═════ Selection ═════

I was asked to make a quilt to commemorate a family reunion of my husband’s first cousins on his father’s side of the family. For a quilt designer, having a meaningful occasion to inspire a design is wonderful. I started thinking about the family’s emigration to the United States and how the family grew. So I devised a design representing several generations up through and beyond the cousins’ generation using traditional quilting blocks. The resulting quilt has a traditional quilt block design known as “Lone Star” in the center. This central star represents Henry and Mary, the cousins’ grandparents. Resting in the arms of the Lone Star are eight traditional “Mariner’s Compass” blocks representing each of Henry and Mary’s eight children. Surrounding the eight Mariner’s compasses is a band of thirty two stars representing the cousins in the third generation. Finally, if you look closely, the dark blue background fabric filling out the corners of the quilt has many, many tiny white stars representing all the further generations in the family. The quilt is bordered in what looks like a gold braid pattern, but upon closer examination reveals itself to be small “T’s” representing the family’s last name.
I designed the quilt in EQ7. I had to merge a quilt design . . .
Counsins Constellation Quilt Design
. . . with a block design because the software did not allow the curved band with the 32 stars to be placed directly on the quilt design (At least I could not figure out how to do it!)
Counsins Constellation BlockDesign

I started the sewing with the eight different Mariner’s Compass blocks:
The next step was to make the central “Lone Star.” Here you can see the eight arms of the central star with the eight mariner’s compasses arrayed around it on my sewing table ready to be sewn together:
All the above sewn together with the addition of some background fabric making a rough octagon:
I used a yardstick as a rather large compass to draw a circle on the octagon:
Trimmed it to be a circle:
Pinned and sewed the band of 32 stars to the central circle:
Pressed the band of 32 stars toward the outer edge:
At this point in the construction, I decided to make the 108 3-inch “T” blocks for the outside border:
Each “T” block contained 16 pieces, so there were 1728 pieces in the whole border!

═════

* _Job A_
Write out the quilt description again, starting at "I designed the" and ending at "how to do it!)", and swap "software" for "program".
* _Job B_
Answer these questions using the quilt description.
(i) Which traditional quilt block sits at the center of the quilt?
(ii) How many stars make up the band surrounding the eight Mariner's Compasses?
(iii) What tool was used as a compass to draw a circle on the octagon?

═════ Entries shown ═════

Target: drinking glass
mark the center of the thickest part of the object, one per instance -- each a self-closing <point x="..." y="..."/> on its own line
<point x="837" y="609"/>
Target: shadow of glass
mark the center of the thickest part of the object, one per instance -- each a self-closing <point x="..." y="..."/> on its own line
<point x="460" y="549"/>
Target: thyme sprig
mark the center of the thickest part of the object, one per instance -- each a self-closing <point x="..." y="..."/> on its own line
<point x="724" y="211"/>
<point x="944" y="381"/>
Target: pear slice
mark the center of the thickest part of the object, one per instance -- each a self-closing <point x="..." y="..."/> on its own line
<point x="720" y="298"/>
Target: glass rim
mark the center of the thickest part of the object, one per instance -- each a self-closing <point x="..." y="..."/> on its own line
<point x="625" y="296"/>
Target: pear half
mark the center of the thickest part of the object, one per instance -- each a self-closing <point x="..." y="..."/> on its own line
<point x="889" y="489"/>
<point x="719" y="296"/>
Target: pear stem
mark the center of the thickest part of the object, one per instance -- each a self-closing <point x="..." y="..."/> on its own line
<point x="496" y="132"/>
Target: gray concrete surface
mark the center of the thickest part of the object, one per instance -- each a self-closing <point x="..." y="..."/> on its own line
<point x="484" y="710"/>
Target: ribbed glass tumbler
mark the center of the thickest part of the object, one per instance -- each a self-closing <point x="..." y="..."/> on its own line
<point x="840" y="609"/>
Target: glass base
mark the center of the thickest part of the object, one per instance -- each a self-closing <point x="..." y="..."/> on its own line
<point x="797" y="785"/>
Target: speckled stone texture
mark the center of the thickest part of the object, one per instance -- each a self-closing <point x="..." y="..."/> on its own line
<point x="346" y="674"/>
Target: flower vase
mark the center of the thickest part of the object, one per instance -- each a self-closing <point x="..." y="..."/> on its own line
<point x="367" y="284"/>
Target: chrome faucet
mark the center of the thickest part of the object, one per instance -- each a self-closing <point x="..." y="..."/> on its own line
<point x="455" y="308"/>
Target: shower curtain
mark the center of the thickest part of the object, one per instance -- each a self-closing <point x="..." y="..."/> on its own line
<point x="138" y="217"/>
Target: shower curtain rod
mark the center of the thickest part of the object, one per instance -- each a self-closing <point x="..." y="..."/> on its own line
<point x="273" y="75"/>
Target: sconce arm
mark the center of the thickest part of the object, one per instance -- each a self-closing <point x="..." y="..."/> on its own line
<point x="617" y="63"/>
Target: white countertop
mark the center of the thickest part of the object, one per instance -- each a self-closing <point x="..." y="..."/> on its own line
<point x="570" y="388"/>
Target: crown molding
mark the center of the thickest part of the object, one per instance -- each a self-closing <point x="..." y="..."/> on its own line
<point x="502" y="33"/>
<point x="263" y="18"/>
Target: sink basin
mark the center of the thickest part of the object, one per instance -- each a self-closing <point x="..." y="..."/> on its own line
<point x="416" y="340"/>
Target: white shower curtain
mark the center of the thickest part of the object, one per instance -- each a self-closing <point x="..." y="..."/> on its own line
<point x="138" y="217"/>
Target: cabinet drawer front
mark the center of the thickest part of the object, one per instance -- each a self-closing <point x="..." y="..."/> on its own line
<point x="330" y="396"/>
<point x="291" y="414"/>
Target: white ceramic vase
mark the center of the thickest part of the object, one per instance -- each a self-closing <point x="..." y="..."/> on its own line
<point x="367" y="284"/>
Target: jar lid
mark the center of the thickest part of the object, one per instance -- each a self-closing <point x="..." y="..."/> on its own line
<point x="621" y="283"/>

═════

* _Full output A_
I designed the quilt in EQ7. I had to merge a quilt design . . .
Counsins Constellation Quilt Design
. . . with a block design because the program did not allow the curved band with the 32 stars to be placed directly on the quilt design (At least I could not figure out how to do it!)

* _Full output B_
(i) The "Lone Star" block.
(ii) Thirty-two stars.
(iii) A yardstick.